Work instructions: Please lay out the records below as a Markdown table with the columns "Row" and "Line," taking in only the lines from the one containing "One point belongs to every instance of the pitcher's" through the end of the records. Number the rows and leave out any blank lines.

Task input:
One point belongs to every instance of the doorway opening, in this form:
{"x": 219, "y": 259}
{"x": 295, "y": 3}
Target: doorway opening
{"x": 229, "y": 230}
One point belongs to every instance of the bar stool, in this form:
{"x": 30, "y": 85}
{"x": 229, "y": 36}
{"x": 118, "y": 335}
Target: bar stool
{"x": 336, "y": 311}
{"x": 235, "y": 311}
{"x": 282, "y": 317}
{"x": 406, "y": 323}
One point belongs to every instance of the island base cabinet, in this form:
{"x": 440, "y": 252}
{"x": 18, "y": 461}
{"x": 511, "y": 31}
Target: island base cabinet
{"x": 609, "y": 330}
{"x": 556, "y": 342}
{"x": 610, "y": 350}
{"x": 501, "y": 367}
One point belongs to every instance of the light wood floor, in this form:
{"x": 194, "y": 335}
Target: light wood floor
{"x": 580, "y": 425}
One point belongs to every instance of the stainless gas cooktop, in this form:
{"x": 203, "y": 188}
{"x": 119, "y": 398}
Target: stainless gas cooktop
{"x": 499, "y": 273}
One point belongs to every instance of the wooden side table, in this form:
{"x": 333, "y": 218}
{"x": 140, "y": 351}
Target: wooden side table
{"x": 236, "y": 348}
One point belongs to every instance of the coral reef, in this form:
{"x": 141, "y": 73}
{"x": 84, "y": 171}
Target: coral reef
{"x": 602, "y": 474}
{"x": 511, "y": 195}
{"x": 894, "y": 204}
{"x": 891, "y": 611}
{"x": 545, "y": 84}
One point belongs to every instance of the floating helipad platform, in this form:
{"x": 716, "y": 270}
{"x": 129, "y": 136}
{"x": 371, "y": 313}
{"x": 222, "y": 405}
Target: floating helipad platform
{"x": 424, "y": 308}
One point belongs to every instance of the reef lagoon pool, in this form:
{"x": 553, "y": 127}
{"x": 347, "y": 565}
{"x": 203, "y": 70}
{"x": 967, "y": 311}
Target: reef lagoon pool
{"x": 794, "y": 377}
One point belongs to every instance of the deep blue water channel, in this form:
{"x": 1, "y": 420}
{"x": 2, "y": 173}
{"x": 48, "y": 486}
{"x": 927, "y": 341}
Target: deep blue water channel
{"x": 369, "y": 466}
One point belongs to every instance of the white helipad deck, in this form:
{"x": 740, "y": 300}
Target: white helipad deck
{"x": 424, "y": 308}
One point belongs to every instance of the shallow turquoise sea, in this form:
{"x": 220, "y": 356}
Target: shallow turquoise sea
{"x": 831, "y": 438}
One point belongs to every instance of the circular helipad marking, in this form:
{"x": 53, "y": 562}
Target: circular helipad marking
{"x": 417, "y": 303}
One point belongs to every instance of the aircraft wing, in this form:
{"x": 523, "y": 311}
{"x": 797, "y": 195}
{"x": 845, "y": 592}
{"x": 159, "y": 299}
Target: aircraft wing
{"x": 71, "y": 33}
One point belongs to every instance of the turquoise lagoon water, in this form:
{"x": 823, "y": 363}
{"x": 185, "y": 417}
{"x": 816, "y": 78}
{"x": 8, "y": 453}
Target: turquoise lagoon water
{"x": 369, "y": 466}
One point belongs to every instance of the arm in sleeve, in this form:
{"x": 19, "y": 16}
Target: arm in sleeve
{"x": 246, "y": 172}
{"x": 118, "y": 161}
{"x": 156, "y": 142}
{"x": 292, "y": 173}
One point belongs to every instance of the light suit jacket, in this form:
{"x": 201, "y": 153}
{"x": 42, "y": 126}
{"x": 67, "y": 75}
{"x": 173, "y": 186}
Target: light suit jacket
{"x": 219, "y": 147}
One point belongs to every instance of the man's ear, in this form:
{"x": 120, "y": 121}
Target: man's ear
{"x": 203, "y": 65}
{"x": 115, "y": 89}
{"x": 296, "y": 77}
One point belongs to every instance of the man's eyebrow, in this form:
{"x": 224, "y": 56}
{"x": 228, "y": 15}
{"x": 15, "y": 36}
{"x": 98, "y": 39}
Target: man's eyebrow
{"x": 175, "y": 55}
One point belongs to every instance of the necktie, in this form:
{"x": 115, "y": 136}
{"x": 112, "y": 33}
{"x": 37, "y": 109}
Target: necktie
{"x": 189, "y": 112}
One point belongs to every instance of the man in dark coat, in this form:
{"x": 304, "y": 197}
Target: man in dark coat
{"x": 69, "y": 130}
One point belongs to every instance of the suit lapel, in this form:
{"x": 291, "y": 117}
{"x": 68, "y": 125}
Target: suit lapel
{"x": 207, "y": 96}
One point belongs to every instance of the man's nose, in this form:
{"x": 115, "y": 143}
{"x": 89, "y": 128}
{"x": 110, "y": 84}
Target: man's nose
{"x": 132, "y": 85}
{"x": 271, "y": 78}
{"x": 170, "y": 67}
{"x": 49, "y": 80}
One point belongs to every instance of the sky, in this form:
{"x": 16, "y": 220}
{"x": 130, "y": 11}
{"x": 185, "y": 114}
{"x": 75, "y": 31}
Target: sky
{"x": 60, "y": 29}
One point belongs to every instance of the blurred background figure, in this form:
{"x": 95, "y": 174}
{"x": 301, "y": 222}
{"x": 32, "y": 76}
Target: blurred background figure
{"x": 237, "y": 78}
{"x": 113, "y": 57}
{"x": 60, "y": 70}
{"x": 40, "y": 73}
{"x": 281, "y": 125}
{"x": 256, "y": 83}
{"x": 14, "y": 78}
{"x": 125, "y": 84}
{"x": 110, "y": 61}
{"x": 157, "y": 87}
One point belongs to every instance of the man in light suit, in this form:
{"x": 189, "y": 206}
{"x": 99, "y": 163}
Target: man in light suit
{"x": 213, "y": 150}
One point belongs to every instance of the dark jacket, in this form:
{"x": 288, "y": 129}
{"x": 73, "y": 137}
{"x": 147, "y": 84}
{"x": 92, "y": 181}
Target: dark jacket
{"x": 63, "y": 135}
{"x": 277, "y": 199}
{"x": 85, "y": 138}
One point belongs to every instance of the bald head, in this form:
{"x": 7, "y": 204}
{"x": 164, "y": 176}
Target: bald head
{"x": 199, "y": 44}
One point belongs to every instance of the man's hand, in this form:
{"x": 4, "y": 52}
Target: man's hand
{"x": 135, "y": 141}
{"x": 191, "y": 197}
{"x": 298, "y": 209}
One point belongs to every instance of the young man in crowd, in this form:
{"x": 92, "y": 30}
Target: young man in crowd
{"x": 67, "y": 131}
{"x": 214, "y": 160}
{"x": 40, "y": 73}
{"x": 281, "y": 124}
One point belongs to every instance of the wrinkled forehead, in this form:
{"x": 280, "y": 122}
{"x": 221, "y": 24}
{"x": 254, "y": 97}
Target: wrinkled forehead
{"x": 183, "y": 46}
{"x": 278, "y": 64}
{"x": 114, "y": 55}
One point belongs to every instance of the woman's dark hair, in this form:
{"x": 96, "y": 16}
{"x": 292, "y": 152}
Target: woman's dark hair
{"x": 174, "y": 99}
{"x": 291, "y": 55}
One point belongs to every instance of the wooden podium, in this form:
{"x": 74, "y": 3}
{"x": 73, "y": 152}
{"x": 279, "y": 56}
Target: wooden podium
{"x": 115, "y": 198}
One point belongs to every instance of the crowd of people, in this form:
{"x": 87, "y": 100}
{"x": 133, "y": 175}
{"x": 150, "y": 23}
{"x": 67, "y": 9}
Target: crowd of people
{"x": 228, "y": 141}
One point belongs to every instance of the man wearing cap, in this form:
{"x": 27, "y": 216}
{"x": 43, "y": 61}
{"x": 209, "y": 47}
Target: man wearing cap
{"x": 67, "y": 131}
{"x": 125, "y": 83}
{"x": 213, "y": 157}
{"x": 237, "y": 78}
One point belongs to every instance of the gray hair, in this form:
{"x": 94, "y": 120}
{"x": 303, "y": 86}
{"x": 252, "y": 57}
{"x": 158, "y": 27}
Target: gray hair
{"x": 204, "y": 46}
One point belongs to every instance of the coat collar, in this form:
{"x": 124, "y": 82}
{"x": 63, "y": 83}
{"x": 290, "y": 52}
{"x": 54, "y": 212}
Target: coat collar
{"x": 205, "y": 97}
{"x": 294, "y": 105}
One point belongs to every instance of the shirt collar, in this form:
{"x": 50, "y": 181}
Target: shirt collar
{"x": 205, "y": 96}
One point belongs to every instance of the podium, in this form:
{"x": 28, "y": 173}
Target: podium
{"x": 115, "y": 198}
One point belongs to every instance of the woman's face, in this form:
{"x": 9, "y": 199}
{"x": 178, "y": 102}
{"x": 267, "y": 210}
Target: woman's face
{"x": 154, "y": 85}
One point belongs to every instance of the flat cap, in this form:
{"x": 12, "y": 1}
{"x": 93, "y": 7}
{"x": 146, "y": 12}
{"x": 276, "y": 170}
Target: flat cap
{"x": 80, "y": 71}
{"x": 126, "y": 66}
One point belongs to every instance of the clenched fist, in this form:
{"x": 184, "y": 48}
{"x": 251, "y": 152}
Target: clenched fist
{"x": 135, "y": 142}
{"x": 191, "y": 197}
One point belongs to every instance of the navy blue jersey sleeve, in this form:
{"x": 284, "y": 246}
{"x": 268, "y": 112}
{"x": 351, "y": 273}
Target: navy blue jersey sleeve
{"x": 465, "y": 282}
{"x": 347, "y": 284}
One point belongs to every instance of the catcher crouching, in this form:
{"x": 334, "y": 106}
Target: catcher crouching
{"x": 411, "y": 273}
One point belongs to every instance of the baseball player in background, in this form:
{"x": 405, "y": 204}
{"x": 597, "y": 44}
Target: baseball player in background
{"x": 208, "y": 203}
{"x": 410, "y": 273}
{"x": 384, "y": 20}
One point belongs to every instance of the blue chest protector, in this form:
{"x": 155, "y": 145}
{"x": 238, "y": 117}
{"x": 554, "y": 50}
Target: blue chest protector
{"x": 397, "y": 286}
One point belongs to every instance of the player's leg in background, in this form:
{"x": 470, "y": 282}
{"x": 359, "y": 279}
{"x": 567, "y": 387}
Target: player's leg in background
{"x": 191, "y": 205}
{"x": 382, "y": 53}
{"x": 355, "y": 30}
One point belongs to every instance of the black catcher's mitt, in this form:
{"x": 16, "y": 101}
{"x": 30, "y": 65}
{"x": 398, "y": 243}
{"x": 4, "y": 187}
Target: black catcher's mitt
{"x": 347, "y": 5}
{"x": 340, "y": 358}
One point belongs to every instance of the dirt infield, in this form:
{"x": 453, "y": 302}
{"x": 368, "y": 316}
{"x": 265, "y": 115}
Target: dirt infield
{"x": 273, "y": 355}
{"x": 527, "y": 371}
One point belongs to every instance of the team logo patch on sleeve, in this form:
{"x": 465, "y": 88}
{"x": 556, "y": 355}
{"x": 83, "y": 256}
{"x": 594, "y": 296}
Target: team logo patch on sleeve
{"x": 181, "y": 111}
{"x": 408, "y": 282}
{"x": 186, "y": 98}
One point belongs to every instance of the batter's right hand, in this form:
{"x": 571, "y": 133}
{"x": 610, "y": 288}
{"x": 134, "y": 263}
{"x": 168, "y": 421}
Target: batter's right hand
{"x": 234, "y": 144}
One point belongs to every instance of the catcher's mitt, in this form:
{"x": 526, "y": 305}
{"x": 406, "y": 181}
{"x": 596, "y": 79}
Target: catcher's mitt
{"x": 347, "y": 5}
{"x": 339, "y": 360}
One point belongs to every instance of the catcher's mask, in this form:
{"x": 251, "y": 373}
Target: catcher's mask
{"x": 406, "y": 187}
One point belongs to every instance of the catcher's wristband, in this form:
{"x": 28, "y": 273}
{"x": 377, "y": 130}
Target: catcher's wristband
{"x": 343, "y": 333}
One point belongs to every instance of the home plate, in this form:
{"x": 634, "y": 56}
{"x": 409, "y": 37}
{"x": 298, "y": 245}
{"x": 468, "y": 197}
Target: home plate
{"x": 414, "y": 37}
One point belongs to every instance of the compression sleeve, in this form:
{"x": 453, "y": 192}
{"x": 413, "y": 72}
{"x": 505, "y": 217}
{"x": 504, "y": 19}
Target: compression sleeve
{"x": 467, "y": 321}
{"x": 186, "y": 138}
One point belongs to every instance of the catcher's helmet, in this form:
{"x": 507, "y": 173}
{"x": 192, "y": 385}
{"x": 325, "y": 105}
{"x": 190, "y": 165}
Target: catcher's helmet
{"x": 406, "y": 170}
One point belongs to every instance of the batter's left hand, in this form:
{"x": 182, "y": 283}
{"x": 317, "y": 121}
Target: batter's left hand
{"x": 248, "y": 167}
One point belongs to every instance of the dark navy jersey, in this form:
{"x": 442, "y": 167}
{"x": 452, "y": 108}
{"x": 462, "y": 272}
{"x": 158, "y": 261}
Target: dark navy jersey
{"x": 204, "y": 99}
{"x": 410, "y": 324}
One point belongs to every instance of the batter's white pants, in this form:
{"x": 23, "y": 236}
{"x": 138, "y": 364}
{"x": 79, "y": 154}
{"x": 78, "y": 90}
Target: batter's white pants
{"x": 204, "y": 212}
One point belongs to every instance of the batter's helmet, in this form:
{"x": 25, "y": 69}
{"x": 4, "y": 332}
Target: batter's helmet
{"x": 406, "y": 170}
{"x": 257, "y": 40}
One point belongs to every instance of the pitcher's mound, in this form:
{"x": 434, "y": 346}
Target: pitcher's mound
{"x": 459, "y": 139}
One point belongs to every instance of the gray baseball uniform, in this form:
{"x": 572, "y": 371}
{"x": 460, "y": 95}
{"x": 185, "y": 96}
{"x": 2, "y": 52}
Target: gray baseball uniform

Answer to this problem:
| Row | Line |
|---|---|
| 1 | One point belongs to every instance of the pitcher's mound, in this form: |
| 2 | {"x": 434, "y": 346} |
| 3 | Target: pitcher's mound |
| 4 | {"x": 459, "y": 139} |
| 5 | One point belongs to every instance of the gray baseball uniform, in this form: |
| 6 | {"x": 572, "y": 371} |
| 7 | {"x": 460, "y": 95} |
| 8 | {"x": 185, "y": 96} |
| 9 | {"x": 2, "y": 52} |
| 10 | Target: gray baseball uniform |